**** SUPPLIED MATERIAL
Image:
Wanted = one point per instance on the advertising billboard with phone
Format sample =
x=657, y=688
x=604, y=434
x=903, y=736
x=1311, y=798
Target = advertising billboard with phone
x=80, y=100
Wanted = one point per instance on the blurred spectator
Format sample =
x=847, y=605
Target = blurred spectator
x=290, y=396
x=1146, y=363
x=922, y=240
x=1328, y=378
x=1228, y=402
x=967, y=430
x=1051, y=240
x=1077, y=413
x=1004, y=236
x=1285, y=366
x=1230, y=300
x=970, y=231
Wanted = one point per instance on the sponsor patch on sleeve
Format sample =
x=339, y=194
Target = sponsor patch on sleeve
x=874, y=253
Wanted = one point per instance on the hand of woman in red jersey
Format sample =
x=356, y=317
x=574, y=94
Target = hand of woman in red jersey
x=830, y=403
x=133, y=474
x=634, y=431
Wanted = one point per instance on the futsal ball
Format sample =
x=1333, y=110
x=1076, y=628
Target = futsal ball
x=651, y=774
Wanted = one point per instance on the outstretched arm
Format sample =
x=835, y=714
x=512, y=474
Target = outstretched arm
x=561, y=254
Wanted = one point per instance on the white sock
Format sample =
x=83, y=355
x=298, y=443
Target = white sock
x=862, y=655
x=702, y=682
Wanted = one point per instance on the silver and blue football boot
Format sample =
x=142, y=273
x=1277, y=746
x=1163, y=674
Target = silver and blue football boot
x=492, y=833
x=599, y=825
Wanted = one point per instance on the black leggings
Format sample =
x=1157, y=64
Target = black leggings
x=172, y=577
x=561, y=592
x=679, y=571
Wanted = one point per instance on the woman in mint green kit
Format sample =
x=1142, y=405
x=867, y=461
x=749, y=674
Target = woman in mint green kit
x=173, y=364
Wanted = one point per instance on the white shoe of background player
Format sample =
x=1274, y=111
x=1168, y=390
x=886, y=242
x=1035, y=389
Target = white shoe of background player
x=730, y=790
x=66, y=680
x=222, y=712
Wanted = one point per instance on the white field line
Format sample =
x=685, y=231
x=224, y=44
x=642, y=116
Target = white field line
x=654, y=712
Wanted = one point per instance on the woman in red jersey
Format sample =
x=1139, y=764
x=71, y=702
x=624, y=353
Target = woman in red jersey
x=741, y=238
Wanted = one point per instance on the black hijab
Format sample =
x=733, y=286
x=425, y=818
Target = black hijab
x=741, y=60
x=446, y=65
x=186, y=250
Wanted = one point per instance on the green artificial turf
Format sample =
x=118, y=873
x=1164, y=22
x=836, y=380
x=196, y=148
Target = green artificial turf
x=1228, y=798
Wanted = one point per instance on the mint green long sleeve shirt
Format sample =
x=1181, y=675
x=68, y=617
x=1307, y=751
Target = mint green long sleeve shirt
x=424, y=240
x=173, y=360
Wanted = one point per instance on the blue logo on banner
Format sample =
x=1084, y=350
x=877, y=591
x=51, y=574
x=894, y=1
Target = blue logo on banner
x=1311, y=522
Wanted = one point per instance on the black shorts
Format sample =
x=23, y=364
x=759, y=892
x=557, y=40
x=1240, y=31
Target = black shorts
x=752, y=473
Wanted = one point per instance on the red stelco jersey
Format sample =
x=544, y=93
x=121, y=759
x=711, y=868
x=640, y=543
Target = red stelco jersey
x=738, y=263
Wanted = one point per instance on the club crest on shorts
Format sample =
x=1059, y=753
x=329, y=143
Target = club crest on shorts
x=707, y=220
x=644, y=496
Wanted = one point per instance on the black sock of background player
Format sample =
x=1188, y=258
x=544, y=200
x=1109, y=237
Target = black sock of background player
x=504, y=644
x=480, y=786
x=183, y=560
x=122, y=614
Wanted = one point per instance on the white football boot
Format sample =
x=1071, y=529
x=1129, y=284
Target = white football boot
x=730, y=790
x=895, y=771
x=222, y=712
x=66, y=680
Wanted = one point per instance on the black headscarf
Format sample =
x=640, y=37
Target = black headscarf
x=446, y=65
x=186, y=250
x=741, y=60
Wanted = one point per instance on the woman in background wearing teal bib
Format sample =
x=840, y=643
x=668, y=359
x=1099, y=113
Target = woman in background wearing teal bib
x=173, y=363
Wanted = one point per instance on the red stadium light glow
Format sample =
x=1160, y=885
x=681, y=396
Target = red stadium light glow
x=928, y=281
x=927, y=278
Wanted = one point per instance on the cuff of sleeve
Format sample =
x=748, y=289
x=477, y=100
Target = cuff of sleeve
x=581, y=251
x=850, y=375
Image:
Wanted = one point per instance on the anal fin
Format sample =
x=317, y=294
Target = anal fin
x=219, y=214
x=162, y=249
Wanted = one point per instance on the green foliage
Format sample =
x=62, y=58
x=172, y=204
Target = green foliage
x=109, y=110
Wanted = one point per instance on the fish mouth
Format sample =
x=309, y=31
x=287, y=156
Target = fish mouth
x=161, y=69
********
Reproduce the lines from the start of the records through the line containing "x=599, y=825", replacing "blurred spectator" with "out-of-focus spectator" and leaving everything else unchanged.

Image:
Wanted = one point per instance on the advertising billboard with phone
Format sample =
x=657, y=688
x=604, y=434
x=903, y=736
x=1311, y=798
Target = advertising billboard with phone
x=80, y=100
Wanted = one point per instance on the out-of-focus spectator
Format sample =
x=847, y=605
Target = out-of-focus spectator
x=290, y=396
x=1146, y=363
x=922, y=240
x=1328, y=378
x=1228, y=402
x=967, y=430
x=1051, y=240
x=1077, y=413
x=1004, y=236
x=1285, y=366
x=1230, y=300
x=970, y=231
Wanted = one point per instance on the sponsor patch on sleeve
Format sample =
x=339, y=194
Target = sponsor patch on sleeve
x=874, y=253
Wanted = one point per instance on the hand of woman in red jersey
Format sample =
x=356, y=317
x=574, y=94
Target = hand of woman in red jersey
x=830, y=403
x=133, y=474
x=634, y=431
Wanted = one point per instance on the futsal ball
Format sample =
x=1333, y=110
x=1076, y=628
Target = futsal ball
x=651, y=774
Wanted = one point per instance on the outstretched arm
Format sample =
x=835, y=714
x=512, y=474
Target = outstretched arm
x=561, y=254
Wanted = one point per instance on the white sock
Format sample =
x=83, y=355
x=298, y=443
Target = white sock
x=862, y=655
x=702, y=682
Wanted = one point per instance on the silver and blue football boot
Format sample =
x=142, y=273
x=1277, y=746
x=1163, y=674
Target = silver and blue football boot
x=492, y=833
x=599, y=825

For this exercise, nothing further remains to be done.